--- Directive ---
Repeat the entries below exactly as they appear, with no pictures.

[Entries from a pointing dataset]
▬▬▬▬▬▬▬▬▬▬
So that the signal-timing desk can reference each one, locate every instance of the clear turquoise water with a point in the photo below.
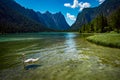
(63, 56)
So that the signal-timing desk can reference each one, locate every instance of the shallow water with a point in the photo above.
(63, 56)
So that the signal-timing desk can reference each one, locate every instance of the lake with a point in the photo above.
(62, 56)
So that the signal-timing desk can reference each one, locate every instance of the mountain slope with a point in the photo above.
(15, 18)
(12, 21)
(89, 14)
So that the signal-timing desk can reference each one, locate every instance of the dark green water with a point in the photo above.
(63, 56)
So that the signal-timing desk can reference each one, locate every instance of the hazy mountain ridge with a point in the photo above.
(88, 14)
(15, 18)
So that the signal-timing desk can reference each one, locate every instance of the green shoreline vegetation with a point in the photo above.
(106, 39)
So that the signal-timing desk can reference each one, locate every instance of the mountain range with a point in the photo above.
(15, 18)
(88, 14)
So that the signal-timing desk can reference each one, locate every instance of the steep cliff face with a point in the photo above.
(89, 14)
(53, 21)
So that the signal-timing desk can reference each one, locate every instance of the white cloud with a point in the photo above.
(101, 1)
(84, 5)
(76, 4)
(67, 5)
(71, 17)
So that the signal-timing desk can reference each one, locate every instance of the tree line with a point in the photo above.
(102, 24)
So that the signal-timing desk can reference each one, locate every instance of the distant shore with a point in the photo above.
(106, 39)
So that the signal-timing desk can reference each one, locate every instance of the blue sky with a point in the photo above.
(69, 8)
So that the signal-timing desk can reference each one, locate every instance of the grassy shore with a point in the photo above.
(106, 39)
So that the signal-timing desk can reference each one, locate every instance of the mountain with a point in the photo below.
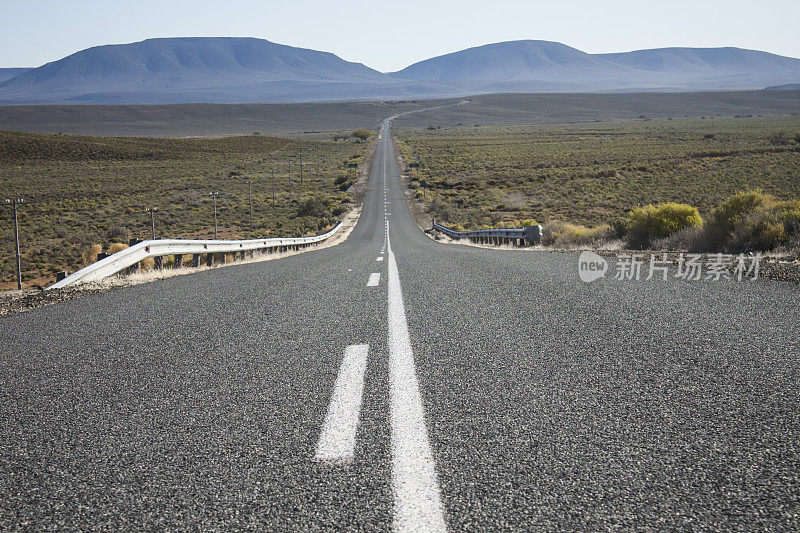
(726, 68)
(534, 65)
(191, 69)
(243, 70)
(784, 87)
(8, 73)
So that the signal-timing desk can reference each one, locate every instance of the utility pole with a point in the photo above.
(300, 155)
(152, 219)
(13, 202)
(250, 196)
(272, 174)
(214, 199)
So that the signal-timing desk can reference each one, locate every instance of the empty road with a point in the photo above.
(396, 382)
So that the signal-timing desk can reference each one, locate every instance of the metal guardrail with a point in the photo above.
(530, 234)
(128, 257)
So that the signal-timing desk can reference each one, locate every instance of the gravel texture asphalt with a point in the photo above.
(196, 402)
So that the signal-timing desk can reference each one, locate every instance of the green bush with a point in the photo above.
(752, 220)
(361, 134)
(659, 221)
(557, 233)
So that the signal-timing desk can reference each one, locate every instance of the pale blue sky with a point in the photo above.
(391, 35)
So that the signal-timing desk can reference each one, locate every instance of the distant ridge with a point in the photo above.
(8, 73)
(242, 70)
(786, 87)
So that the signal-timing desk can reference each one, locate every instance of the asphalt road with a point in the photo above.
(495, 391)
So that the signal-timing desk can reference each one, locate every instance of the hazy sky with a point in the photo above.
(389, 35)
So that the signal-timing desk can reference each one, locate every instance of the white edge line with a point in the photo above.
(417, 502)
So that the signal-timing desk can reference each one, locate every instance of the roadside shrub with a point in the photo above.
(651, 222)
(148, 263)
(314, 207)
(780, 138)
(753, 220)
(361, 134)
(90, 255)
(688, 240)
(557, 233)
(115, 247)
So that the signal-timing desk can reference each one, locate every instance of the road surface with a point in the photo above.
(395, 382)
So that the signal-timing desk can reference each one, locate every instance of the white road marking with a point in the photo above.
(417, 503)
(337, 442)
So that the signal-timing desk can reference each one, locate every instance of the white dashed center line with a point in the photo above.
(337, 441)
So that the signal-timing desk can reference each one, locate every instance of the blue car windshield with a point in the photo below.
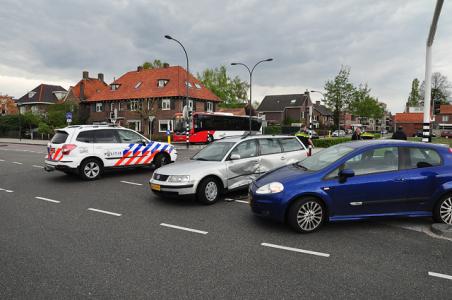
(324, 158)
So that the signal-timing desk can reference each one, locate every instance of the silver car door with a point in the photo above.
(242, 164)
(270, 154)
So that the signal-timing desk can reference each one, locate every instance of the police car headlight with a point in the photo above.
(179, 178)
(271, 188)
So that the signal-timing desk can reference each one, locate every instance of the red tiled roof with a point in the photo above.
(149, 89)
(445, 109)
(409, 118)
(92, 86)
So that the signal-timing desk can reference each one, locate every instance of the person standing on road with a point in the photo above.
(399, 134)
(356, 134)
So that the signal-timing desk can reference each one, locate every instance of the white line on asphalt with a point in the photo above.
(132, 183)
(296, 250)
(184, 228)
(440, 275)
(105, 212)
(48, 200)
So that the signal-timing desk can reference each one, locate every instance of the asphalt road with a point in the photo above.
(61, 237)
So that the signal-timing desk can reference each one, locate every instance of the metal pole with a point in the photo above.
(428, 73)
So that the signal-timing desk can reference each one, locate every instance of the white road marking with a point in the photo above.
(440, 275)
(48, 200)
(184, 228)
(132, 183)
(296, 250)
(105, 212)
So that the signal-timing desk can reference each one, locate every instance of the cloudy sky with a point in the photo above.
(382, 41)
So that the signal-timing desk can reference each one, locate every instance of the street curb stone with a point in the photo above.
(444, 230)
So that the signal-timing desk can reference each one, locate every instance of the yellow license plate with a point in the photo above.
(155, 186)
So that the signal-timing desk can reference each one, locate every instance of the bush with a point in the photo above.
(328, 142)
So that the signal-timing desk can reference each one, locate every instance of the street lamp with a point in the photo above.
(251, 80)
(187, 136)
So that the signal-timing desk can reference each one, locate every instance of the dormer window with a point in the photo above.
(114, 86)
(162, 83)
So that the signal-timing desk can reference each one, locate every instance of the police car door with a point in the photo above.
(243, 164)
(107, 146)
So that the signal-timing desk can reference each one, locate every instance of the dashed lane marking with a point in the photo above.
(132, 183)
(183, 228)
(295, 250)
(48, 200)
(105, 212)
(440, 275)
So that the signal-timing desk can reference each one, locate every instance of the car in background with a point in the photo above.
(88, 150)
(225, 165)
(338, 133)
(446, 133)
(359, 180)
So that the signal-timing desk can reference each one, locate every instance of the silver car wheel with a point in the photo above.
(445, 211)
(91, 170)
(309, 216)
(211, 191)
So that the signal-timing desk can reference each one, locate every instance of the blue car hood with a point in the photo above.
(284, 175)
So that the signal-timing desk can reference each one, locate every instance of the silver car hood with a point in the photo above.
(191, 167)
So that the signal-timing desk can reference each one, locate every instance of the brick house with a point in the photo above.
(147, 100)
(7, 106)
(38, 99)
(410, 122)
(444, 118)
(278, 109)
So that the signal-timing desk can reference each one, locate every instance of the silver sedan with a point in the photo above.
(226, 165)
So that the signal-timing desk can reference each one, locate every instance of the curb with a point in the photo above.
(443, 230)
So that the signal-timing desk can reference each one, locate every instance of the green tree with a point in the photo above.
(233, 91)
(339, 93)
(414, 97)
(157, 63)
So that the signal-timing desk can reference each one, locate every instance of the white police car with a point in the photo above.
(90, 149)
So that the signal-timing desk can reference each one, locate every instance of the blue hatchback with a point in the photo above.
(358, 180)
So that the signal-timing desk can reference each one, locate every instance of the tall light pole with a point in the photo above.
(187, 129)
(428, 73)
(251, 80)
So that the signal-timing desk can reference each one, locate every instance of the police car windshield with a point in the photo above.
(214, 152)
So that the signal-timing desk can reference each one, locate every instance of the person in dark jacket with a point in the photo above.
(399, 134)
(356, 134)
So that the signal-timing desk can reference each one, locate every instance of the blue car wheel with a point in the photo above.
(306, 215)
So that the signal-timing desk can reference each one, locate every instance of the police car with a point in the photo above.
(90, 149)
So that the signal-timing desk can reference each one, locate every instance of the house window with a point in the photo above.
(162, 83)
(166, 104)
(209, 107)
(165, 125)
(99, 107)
▬▬▬▬▬▬▬▬▬▬
--- Result of the task ---
So that the signal-timing desk can reference each one, locate every instance of the clear turquoise water with a point in the photo below.
(63, 56)
So that the signal-timing desk can reference each one, locate every instance of the shallow water with a point in the photo above.
(63, 56)
So that the signal-timing desk can reference each one, locate every instance of the lake with a point in the photo above.
(62, 56)
So that the signal-timing desk can reference each one, locate every instance of the mountain slope with a point in the photo above.
(15, 18)
(12, 21)
(89, 14)
So that the signal-timing desk can reference each one, locate every instance of the dark green water with a point in the photo above.
(63, 56)
So that the signal-timing desk can reference each one, locate every instance of the hazy mountain ridge with a point in the photo above.
(88, 14)
(15, 18)
So that the signal-timing desk can reference each one, locate every instance of the green shoreline vegetation with a point in the photo above.
(106, 39)
So that the signal-timing desk can reference each one, locate every instance of the mountain range with a point in the photo above.
(15, 18)
(88, 14)
So that the signal-timing desk can reference each one, locate every instance of the steep cliff face with a point in the photo above.
(89, 14)
(53, 21)
So that the signal-timing desk can reference each one, locate every instance of the white cloud with a point in the photo above.
(101, 1)
(84, 5)
(76, 4)
(67, 5)
(71, 17)
So that the signal-timing desk can reference each one, locate every instance of the tree line with a point in the photo above.
(102, 24)
So that the signal-timing desk can reference each one, locate every instance of the distant shore with a point in the photo above.
(106, 39)
So that the signal-timing desk can reference each one, locate every instance of the blue sky with a point in the photo above.
(69, 8)
So that the signal-timing desk can reference each one, locate every instance of the grassy shore with a point in the photo above.
(106, 39)
So that the signal-timing desk can reference each one, locate every instance of the mountain with a point in the photo below.
(726, 68)
(534, 65)
(191, 69)
(243, 70)
(784, 87)
(8, 73)
So that the signal-timing desk can reference each one, locate every instance of the utility pole with a point in the photo above.
(300, 155)
(152, 219)
(13, 202)
(250, 196)
(272, 174)
(214, 199)
So that the signal-timing desk can reference each one, locate every instance of the empty road with a point in the photo above.
(396, 382)
So that the signal-timing desk can reference each one, locate every instance of the metal guardrail with a point in the photo above.
(530, 234)
(128, 257)
So that the signal-timing desk can reference each one, locate every instance of the gravel texture asphalt with a point in the photo above.
(196, 402)
So that the signal-timing desk can reference each one, locate every instance of the green bush with a point in the photo above.
(752, 220)
(361, 134)
(659, 221)
(557, 233)
So that the signal-timing desk can reference each one, locate every instance of the pale blue sky with a point in the photo above.
(391, 35)
So that the signal-timing desk can reference each one, locate every instance of the distant ridge with a point in the photo above.
(8, 73)
(242, 70)
(786, 87)
So that the signal-timing desk can reference each one, locate every instance of the asphalt road with a point in the photo above.
(495, 391)
So that the signal-timing desk can reference each one, locate every instance of the hazy sky with a point in the photo above.
(389, 35)
So that the signal-timing desk can reference each one, locate every instance of the white edge line with a point in the photo above.
(417, 502)
So that the signal-timing desk can reference each one, locate every instance of the roadside shrub with a point in the photo above.
(651, 222)
(148, 263)
(314, 207)
(780, 138)
(753, 220)
(361, 134)
(90, 255)
(688, 240)
(557, 233)
(115, 247)
So that the signal-timing desk can reference each one, locate every instance of the road surface with a point in the photo above.
(395, 382)
So that the signal-timing desk can reference each one, locate every instance of the white road marking with a point in the photo above.
(417, 503)
(337, 442)
So that the signal-timing desk can reference each one, locate every instance of the white dashed center line with a point in the photo above.
(337, 441)
So that the signal-timing desk can reference each one, locate every instance of the blue car windshield with a point in the photo below.
(324, 158)
So that the signal-timing desk can reference each one, locate every instance of the silver car door with a point in the photo above.
(242, 164)
(270, 154)
So that the signal-timing desk can reference each one, locate every instance of the police car headlight with a point in the photo above.
(179, 178)
(271, 188)
So that the signal-timing desk can reference each one, locate every instance of the red tiled roof with a point in the photo above.
(149, 89)
(445, 109)
(409, 118)
(92, 86)
So that the signal-timing desk can reference each one, locate every instance of the person standing on road with a point in the photo above.
(399, 134)
(356, 134)
So that the signal-timing desk can reference each one, locate every instance of the white line on asphalt with a point in the photo above.
(132, 183)
(296, 250)
(184, 228)
(440, 275)
(105, 212)
(48, 200)
So that the signal-timing desk can reference each one, locate every instance of the asphalt road with a point in the photo above.
(61, 237)
So that the signal-timing desk can reference each one, locate every instance of the metal pole with a point in the photo above.
(428, 73)
So that the signal-timing desk can reference each one, locate every instance of the white road marking with a point in the photo above.
(440, 275)
(48, 200)
(184, 228)
(132, 183)
(296, 250)
(105, 212)
So that the signal-timing desk can reference each one, locate every instance of the cloudy sky with a point in the photo above.
(382, 41)
So that the signal-timing desk can reference each one, locate every instance of the street curb stone with a point in the photo above.
(444, 230)
So that the signal-timing desk can reference each one, locate every instance of the yellow license plate with a point in the photo above.
(155, 186)
So that the signal-timing desk can reference each one, locate every instance of the bush with a point in the photo above.
(328, 142)
So that the signal-timing desk can reference each one, locate every instance of the street lamp with a point in the photo above.
(251, 80)
(187, 136)
So that the signal-timing desk can reference each one, locate every instance of the dormer window with a point in the photo above.
(114, 86)
(162, 83)
So that the signal-timing desk can reference each one, locate every instance of the police car door with a point in the photo above.
(243, 164)
(107, 146)
So that the signal-timing desk can reference each one, locate every instance of the dashed lane marking with a point in the photo above.
(132, 183)
(183, 228)
(295, 250)
(48, 200)
(105, 212)
(440, 275)
So that the signal-timing desk can reference each one, locate every instance of the car in background with a point in the photo above.
(88, 150)
(225, 165)
(338, 133)
(446, 133)
(359, 180)
So that the signal-timing desk can reference each one, locate every instance of the silver car wheel with a point in the photo above.
(445, 211)
(91, 170)
(309, 216)
(211, 191)
So that the signal-timing desk can reference each one, locate every instance of the blue car hood with a point in the photo above.
(284, 175)
So that the signal-timing desk can reference each one, locate every instance of the silver car hood with a point in the photo above.
(191, 167)
So that the signal-timing desk can reference each one, locate every instance of the brick house with a point in the photo above.
(147, 100)
(7, 106)
(38, 99)
(410, 122)
(444, 118)
(278, 109)
So that the signal-timing desk can reference each one, locate every instance of the silver sedan with a point in the photo above.
(226, 165)
So that the signal-timing desk can reference each one, locate every instance of the curb with a point in the photo above.
(443, 230)
So that the signal-timing desk can reference each one, locate every instance of the green tree with a point in the photo above.
(233, 91)
(339, 93)
(414, 97)
(157, 63)
So that the signal-timing desk can reference each one, locate every instance of the white police car with a point in the photo above.
(90, 149)
So that the signal-timing desk can reference each one, locate every instance of the blue hatchback with a point in the photo above.
(358, 180)
So that the signal-timing desk can reference each one, locate every instance of the tall light pole with a point in the photo above.
(187, 129)
(428, 73)
(251, 80)
So that the signal-timing desk can reference each one, locate every instance of the police car windshield with a point in the photo above.
(214, 152)
So that the signal-timing desk can reference each one, locate every instance of the person in dark jacket with a point in the photo above.
(399, 134)
(356, 134)
So that the signal-timing desk can reference each one, locate every instance of the blue car wheel with a point in the photo above.
(306, 215)
So that the signal-timing desk can reference each one, locate every instance of the police car with a point in the photo above.
(90, 149)
So that the signal-timing desk can reference each one, locate every instance of the house window with a point in the photo above.
(162, 83)
(166, 104)
(209, 107)
(165, 125)
(99, 107)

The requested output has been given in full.